* **Text excerpt**:
I fully endorse the magisterial finding of Kishore Asthana: "I am not for
restraining anyone"s heart-born art, but I am against allowing people to
FArt in the crowded cultural hall that is India, in the name of freedom of
FArting."
The self-appointed moral police which objects to petty things is at one
extreme. The intellectuals, pseudo-intellectuals and artists who
automatically rise in defense of all FArt in the name of ARTISTIC FREEDOM,
without realizing that this term cannot be used for FArt, is at the other
extreme. Both are equally guilty of thoughtlessly trivializing our society
and making a mockery of our sensibilities. The UPA Government in New Delhi
is the strongest defender of such a debased and debauched form of ARTISTIC
FREEDOM
Apart from the disgraceful and irresponsible Government of Kerala which
has dealt a death blow to the soul and spirit of Raja Ravi Varma
(1848-1906) by announcing its decision to give the prestigious Raja Ravi
Varma award to M F Hussain, the mute Hindus of India have to suffer too
many Pseudo Secular intellectuals who too arrogate to themselves the role
of Omnipotent and Omniscient art critics like the Communist Government of
Kerala. In this context let me quote the luridly learned words of Vinay
Bharath Ram with clinchingly Pseudo Secular effect (!!): Why should I
defend M F Hussain? By doing so I am defending my own identity as an
Indian and Hindu. The controversies raised by his detractors over his
paintings being "obscene" are laughable."
I would like to know whether Vinay Bharath Ram and many other Pseudo
Secular intellectuals like him would show the same breadth of vision and
understanding towards the work of an unknown Hindu Artist called Kailash
Tewari from Bhopal. Two weeks ago several Muslim groups in Bhopal raised
their political and Islamic objections to some paintings of Kailash Tewari
displayed at an exhibition, which depicted Muslims as terrorists. The
paintings by Kailash Tewari featured Osama bin Laden and Pakistan
President Pervez Musharaff, with people in beard and wearing religious
caps attacking India and Parliament. Kailash Tewari said: "My exhibition
titled "The Face of Terror" depicts the truth. I am not talking about
Muslims, but unfortunately all terrorist turn out to be Muslims. I cannot
do anything about it. Bamiyan Buddha Statues in Afghanistan were destroyed
by the Muslims. The World Trade Center in New York was destroyed by Muslim
terrorists on 09/11. Even our Parliament was attacked by them. What can I
do if the attackers have names of Khan or Mohammed or Salim in their
names?"
The Pseudo Secular Media has a tendency to see issues of this kind in
liberal versus reactionary terms? Let me give an example. All Pseudo
Secular liberals would argue that MF Husain has the absolute and
inalienable minority right to paint a obscene Saraswati or Bharat Mata. At
the same time they would not extend the same principle to the Danish
cartoons. Their laughably "liberal" position is that Hindus should be
tolerant of the manner in which their gods and goddesses are being
portrayed by M F Hussain and they have no right to go to the streets to
assert their religious freedoms. At the same time, the ever-compassionate
Muslims of India have all the rights to go to the streets and loudly
complain about any visual representation of the Prophet Mohammed,
regardless of the country or continent in which such a blasphemous
anti-Islamic act takes place!!

* **Short problem 1**: List every line of the records that contains the word "mane", matching case exactly.

* **Supplied information**:
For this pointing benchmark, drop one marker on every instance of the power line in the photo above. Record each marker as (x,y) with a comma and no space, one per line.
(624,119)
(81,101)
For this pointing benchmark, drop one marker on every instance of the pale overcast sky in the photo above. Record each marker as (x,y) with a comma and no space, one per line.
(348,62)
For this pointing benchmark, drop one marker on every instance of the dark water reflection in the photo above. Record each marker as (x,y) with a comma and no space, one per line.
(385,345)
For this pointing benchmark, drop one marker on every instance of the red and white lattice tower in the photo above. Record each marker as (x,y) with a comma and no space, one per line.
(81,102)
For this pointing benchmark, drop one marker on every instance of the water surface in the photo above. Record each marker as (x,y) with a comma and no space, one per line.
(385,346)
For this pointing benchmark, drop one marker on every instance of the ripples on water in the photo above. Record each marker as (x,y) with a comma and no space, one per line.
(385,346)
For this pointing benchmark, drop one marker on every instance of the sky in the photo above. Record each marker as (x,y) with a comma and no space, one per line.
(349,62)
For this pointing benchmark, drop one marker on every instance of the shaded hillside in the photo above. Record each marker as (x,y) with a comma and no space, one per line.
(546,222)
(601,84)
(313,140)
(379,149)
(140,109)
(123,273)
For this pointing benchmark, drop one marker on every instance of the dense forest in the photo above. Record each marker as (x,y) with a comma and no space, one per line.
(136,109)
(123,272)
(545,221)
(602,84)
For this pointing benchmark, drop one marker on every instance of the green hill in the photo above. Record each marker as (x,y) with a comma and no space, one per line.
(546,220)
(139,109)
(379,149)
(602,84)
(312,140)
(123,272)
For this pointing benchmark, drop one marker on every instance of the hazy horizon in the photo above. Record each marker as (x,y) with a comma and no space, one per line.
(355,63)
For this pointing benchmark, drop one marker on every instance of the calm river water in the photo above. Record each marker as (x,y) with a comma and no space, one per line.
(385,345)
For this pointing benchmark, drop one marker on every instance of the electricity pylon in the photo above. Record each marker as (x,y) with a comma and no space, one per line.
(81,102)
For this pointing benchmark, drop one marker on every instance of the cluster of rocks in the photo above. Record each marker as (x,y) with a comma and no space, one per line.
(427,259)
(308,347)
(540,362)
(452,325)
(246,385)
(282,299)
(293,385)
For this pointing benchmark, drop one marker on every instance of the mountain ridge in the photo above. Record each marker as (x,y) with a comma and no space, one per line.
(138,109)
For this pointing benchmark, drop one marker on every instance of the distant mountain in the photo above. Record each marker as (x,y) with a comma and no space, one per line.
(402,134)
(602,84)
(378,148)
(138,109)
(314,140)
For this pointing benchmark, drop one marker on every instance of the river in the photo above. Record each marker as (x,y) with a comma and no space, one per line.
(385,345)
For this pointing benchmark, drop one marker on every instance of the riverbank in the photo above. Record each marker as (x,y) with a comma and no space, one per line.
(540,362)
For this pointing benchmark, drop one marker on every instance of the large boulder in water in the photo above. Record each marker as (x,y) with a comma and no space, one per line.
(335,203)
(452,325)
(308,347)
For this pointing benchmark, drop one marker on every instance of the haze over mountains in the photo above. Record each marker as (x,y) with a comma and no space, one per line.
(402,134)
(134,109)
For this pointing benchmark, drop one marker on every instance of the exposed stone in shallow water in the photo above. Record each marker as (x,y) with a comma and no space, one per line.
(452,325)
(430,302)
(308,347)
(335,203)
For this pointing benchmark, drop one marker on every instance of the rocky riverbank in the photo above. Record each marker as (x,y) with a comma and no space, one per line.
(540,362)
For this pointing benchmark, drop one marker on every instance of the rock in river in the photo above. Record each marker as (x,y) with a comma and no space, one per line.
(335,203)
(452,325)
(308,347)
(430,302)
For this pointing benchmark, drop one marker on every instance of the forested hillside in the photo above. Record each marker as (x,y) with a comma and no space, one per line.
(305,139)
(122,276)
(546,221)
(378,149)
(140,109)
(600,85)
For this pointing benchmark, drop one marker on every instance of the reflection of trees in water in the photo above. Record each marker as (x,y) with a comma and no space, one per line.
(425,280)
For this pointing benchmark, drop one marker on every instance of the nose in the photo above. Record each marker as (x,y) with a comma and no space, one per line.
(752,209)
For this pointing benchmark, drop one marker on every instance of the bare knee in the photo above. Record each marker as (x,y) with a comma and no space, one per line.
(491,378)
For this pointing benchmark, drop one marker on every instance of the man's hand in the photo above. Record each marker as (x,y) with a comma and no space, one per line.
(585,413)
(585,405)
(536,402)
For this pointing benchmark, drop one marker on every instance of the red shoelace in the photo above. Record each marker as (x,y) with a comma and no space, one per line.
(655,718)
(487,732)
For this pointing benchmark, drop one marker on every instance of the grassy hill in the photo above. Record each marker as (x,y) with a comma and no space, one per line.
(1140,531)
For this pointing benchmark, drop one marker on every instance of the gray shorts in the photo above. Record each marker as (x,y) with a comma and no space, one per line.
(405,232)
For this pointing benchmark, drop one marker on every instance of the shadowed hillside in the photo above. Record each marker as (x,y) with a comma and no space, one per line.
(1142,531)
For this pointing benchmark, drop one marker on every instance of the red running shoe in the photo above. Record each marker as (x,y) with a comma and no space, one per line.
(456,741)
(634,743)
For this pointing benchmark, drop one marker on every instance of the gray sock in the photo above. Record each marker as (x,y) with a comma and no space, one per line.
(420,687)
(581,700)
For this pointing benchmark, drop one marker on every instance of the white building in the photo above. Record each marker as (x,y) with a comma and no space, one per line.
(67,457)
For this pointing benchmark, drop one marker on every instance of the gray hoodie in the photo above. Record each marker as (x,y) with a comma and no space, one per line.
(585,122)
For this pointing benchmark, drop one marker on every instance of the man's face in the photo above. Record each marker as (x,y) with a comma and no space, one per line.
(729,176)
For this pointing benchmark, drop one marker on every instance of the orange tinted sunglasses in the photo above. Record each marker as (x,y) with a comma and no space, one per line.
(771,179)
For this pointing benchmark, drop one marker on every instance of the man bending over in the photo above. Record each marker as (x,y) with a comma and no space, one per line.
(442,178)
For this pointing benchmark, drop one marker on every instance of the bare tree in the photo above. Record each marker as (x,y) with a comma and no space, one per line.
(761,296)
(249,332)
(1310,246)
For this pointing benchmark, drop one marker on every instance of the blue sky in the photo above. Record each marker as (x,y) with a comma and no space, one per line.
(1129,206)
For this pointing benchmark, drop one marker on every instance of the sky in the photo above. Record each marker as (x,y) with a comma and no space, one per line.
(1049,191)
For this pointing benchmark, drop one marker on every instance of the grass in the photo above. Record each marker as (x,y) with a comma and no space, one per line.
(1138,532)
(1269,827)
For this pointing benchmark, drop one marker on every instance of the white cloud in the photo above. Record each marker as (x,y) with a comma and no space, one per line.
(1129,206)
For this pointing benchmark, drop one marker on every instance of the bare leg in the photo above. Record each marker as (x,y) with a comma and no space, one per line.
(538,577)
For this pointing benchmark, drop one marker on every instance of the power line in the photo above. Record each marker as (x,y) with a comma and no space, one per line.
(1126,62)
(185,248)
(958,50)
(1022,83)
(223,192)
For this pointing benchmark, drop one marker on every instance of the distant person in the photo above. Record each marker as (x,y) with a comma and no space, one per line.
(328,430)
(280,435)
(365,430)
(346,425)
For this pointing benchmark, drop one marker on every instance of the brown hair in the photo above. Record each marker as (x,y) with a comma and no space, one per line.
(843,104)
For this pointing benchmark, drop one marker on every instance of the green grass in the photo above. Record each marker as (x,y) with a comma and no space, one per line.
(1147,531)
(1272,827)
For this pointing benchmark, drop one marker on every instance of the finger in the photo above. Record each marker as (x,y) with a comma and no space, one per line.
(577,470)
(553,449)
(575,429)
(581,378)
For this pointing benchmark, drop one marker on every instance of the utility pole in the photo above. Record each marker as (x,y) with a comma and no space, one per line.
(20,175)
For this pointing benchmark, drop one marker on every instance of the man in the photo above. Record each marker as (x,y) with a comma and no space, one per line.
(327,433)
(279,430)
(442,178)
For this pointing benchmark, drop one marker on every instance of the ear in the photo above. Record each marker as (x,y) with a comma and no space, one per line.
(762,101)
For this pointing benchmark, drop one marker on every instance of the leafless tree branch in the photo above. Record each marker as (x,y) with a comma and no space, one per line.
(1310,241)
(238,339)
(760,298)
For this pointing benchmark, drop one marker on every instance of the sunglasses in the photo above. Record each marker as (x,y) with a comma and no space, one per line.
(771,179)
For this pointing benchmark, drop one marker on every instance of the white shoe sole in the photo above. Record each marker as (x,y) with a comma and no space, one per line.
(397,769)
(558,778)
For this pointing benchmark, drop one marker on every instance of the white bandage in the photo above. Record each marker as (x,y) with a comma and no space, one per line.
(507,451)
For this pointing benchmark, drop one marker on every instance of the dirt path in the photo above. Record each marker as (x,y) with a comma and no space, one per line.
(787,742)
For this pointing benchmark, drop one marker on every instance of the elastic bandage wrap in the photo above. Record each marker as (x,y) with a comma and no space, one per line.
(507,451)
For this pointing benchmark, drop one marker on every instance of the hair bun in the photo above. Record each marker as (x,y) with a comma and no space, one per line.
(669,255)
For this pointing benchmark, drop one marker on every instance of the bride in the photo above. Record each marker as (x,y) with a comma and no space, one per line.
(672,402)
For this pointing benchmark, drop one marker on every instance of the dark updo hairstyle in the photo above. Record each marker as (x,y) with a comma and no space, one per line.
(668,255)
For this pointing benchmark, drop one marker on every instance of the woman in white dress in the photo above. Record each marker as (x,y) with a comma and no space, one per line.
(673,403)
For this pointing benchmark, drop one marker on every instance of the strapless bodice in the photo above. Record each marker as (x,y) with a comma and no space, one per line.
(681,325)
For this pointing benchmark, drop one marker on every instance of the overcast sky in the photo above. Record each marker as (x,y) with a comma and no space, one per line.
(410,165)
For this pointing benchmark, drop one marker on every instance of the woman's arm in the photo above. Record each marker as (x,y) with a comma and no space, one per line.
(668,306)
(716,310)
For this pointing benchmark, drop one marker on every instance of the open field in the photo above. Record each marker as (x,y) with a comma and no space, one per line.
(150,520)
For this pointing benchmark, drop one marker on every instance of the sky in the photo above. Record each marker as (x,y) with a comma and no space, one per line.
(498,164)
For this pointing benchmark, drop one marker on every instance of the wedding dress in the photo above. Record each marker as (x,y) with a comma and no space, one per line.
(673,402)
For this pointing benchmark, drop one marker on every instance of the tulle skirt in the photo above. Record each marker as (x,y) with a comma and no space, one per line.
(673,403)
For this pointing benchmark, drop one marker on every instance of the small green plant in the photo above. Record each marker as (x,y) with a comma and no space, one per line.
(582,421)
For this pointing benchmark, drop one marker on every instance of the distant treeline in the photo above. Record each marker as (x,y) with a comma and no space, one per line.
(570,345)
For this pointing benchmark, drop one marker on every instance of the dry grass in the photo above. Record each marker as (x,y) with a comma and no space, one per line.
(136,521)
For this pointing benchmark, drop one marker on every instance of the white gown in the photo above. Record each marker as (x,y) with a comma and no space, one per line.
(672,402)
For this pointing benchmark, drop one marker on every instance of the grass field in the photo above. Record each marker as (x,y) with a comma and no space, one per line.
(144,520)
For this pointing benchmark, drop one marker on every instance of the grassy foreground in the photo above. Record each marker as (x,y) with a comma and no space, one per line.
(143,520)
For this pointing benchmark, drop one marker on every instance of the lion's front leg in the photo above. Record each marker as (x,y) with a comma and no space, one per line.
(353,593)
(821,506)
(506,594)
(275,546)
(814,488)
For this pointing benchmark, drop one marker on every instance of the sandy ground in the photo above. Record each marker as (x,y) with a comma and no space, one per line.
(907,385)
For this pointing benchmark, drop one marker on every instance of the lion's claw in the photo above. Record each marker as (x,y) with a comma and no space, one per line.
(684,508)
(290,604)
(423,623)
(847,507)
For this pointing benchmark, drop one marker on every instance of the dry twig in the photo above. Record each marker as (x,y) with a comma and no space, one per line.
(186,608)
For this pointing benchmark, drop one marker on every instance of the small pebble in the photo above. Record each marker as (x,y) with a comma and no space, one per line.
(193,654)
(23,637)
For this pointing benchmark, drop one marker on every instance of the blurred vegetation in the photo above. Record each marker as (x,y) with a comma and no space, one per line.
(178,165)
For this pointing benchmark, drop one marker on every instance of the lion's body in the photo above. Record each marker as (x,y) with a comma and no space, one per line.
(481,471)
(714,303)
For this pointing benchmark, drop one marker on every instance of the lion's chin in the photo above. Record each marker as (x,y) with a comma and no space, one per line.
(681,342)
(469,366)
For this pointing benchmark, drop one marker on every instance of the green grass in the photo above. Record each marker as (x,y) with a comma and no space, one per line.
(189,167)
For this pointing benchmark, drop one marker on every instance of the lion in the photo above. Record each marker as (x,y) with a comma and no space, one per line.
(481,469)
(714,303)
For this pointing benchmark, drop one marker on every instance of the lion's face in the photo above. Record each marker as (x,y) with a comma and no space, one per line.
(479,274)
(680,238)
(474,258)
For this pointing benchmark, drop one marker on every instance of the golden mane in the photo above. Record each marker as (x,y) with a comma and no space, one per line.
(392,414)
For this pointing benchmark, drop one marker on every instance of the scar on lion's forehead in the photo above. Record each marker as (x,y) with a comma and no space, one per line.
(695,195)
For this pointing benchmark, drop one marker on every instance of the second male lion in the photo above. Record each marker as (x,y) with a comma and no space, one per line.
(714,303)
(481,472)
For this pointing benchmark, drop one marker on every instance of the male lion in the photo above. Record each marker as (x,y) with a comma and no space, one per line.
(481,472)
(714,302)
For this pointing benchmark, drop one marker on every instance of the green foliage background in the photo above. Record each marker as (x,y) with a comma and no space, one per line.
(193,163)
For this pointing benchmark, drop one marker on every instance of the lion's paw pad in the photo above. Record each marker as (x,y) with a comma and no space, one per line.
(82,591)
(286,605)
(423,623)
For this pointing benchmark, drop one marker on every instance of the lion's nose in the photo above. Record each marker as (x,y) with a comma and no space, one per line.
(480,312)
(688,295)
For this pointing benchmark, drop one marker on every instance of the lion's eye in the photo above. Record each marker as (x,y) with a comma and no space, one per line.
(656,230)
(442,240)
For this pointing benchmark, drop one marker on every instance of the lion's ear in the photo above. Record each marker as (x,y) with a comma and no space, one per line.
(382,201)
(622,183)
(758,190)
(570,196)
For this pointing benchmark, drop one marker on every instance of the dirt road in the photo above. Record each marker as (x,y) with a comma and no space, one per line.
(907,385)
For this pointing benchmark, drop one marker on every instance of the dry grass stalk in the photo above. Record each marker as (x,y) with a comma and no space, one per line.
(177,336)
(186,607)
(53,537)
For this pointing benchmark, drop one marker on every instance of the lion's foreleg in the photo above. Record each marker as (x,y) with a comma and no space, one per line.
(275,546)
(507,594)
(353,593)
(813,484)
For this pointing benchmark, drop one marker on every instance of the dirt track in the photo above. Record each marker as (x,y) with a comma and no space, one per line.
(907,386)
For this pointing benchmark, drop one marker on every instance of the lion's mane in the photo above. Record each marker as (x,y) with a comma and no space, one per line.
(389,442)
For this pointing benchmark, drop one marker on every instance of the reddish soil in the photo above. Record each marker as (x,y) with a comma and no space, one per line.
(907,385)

* **Short problem 2**: Please name all the cities mentioned in the opinion piece.

* **Answer 1**:
For this pointing benchmark, drop one marker on every instance of the golden mane in the photo above. Record each marker as (x,y) with a comma and no space, one per line.
For this pointing benchmark, drop one marker on every instance of the lion's mane in the photo above. Record each marker as (x,y) with a comma and no space, one per line.

* **Answer 2**:
New Delhi
Bhopal
New York